GOAL -
Repeat every line below exactly as it reads.

(Records of labeled points)
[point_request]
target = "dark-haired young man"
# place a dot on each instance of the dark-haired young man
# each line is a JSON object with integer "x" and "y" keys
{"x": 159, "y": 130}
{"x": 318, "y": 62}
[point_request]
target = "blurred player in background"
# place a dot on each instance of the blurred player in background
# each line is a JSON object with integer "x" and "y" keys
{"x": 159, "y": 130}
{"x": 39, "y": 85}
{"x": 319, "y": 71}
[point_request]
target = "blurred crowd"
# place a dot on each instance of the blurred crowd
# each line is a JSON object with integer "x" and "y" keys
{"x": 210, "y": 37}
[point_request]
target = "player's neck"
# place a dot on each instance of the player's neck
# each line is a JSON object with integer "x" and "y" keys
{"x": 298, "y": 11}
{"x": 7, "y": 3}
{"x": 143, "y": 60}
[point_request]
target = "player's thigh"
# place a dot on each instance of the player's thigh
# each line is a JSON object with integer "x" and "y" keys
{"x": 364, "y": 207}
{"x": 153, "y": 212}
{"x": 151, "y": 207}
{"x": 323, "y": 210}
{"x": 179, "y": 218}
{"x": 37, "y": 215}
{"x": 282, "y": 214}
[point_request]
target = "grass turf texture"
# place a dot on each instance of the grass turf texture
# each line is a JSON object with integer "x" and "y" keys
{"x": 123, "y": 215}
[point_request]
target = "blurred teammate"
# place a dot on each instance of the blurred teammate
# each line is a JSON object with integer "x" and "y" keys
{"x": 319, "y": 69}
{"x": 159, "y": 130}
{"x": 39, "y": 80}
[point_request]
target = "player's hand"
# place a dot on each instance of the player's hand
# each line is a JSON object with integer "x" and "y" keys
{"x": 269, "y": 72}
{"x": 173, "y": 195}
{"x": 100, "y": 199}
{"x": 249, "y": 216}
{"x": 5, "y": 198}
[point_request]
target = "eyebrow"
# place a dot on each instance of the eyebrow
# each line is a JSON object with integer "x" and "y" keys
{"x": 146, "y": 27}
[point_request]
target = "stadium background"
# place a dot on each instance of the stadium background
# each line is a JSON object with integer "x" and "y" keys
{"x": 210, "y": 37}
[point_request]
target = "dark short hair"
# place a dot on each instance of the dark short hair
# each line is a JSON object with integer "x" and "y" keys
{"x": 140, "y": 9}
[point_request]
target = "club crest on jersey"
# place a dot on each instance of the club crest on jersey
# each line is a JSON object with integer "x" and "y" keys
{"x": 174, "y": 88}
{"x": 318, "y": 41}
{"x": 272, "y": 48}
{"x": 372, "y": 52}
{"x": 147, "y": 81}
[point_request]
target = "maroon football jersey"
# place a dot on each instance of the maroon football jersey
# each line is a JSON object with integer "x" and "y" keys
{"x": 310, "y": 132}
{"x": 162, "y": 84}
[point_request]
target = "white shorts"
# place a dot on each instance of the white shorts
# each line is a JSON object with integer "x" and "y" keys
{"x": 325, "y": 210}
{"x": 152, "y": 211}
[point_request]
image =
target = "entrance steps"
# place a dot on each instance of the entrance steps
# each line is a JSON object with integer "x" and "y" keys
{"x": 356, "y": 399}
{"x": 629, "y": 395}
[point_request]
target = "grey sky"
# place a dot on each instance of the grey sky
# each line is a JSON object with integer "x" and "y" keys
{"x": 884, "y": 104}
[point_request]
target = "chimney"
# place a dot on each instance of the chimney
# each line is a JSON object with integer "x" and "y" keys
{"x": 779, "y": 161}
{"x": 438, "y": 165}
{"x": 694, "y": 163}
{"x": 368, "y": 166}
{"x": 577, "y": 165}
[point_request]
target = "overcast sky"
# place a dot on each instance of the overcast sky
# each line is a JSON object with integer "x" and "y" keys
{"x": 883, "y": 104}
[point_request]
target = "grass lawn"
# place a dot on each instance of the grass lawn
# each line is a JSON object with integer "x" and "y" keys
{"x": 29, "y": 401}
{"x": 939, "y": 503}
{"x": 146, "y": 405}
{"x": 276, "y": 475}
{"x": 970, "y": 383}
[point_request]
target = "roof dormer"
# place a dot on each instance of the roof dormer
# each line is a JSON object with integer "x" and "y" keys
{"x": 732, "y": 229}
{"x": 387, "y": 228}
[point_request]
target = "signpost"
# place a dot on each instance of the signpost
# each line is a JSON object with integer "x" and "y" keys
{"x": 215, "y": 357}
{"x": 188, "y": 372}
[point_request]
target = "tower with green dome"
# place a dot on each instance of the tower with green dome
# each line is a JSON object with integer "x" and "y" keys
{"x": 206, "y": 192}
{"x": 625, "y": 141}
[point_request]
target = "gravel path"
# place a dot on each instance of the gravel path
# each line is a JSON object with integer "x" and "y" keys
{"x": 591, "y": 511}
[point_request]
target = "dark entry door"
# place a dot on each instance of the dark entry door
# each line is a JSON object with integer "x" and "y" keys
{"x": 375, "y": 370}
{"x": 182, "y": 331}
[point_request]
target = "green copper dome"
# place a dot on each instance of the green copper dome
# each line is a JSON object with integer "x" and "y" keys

ANSWER TO THE TASK -
[point_request]
target = "dark-haired young man"
# place a dot on each instance of the dark-haired young man
# each line is a JSON object with integer "x" and "y" keys
{"x": 159, "y": 130}
{"x": 318, "y": 62}
[point_request]
target = "blurred player in background"
# place a dot on each instance of the blurred player in background
# each line is a JSON object with integer "x" and "y" keys
{"x": 159, "y": 130}
{"x": 39, "y": 85}
{"x": 319, "y": 71}
[point_request]
target = "blurred crowd"
# place a dot on each instance of the blurred crowd
# each line is a JSON object with integer "x" and "y" keys
{"x": 210, "y": 37}
[point_request]
target = "player's neck"
# place a dot on each instance of the player's neck
# each line is a JSON object with integer "x" and "y" keys
{"x": 298, "y": 11}
{"x": 7, "y": 3}
{"x": 143, "y": 60}
[point_request]
target = "player's thigh"
# place a dot on each instance of the player's thigh
# each line is a JSON object with integer "x" and "y" keys
{"x": 364, "y": 207}
{"x": 153, "y": 212}
{"x": 151, "y": 207}
{"x": 323, "y": 210}
{"x": 179, "y": 218}
{"x": 37, "y": 215}
{"x": 282, "y": 214}
[point_request]
target = "grass turf texture"
# place a dot on each instance of the grass turf texture
# each line is a JSON object with integer "x" and "y" keys
{"x": 123, "y": 215}
[point_request]
target = "blurred teammate"
# place a dot on each instance of the blurred teammate
# each line is a JSON object with integer "x" and "y" keys
{"x": 319, "y": 69}
{"x": 159, "y": 130}
{"x": 39, "y": 80}
[point_request]
target = "player's hand"
# place a dot on each instance of the player's hand
# each line is a JSON object with integer "x" and "y" keys
{"x": 269, "y": 72}
{"x": 173, "y": 195}
{"x": 100, "y": 199}
{"x": 249, "y": 216}
{"x": 5, "y": 198}
[point_request]
target = "eyebrow"
# place a dot on each instance of the eyebrow
# each line is a JSON object with integer "x" and "y" keys
{"x": 146, "y": 27}
[point_request]
target = "stadium background"
# place a dot on each instance of the stadium background
# each line is a JSON object with integer "x" and "y" keys
{"x": 210, "y": 37}
[point_request]
target = "dark short hair"
# place a dot on each instance of the dark short hair
# each line is a JSON object with integer "x" and "y" keys
{"x": 140, "y": 9}
[point_request]
target = "club crest on jersey"
# place a dot on each instance of the club crest on jersey
# each line is a JSON object with integer "x" and "y" keys
{"x": 174, "y": 88}
{"x": 318, "y": 41}
{"x": 272, "y": 48}
{"x": 372, "y": 52}
{"x": 147, "y": 81}
[point_request]
target = "maroon football jersey"
# place a dot on each instance of the maroon football jersey
# each line is a JSON object with integer "x" and "y" keys
{"x": 310, "y": 132}
{"x": 162, "y": 84}
[point_request]
target = "white shorts"
# place a dot on each instance of the white shorts
# each line is a JSON object with integer "x" and "y" keys
{"x": 325, "y": 210}
{"x": 152, "y": 211}
[point_request]
image =
target = "entrance steps"
# place a dot on each instance of the entrance steps
# each line is a JSON object with integer "x" and "y" keys
{"x": 356, "y": 399}
{"x": 629, "y": 395}
[point_request]
target = "grey sky"
# place a dot on each instance of the grey sky
# each line is a JSON object with integer "x" and "y" keys
{"x": 884, "y": 104}
[point_request]
target = "chimney"
# place a dot on each instance of the chimney
# each line is a JSON object with integer "x" and "y" keys
{"x": 779, "y": 161}
{"x": 438, "y": 165}
{"x": 694, "y": 163}
{"x": 368, "y": 166}
{"x": 577, "y": 165}
[point_request]
target = "overcast sky"
# place a dot on each instance of the overcast sky
# each line is a JSON object with integer "x" and "y" keys
{"x": 883, "y": 104}
[point_request]
target = "grass lawn"
# place a dot on each instance of the grass lawn
# each line is a JSON object with integer "x" and "y" keys
{"x": 29, "y": 401}
{"x": 939, "y": 503}
{"x": 146, "y": 405}
{"x": 276, "y": 475}
{"x": 970, "y": 383}
[point_request]
target = "roof dormer"
# place a dot on each instance of the roof dormer
# each line is a JSON object with integer "x" and "y" keys
{"x": 732, "y": 229}
{"x": 387, "y": 228}
[point_request]
target = "signpost"
# place a dot on each instance of the signpost
# each line is a JSON object with integer "x" and "y" keys
{"x": 215, "y": 357}
{"x": 188, "y": 372}
[point_request]
target = "tower with green dome"
# place a dot on each instance of the tower with green dome
# each line is a JSON object with integer "x" and "y" keys
{"x": 206, "y": 192}
{"x": 625, "y": 141}
[point_request]
target = "gravel path"
# place a dot on each instance of the gravel path
# each line is a JSON object with integer "x" and "y" keys
{"x": 591, "y": 511}
[point_request]
target = "dark entry door"
# place a dot on each instance of the dark entry door
# each line is a JSON object with integer "x" and "y" keys
{"x": 375, "y": 370}
{"x": 182, "y": 331}
[point_request]
target = "green copper dome"
# place a dot on each instance of the green copper dome
# each line is a JSON object with integer "x" and "y" keys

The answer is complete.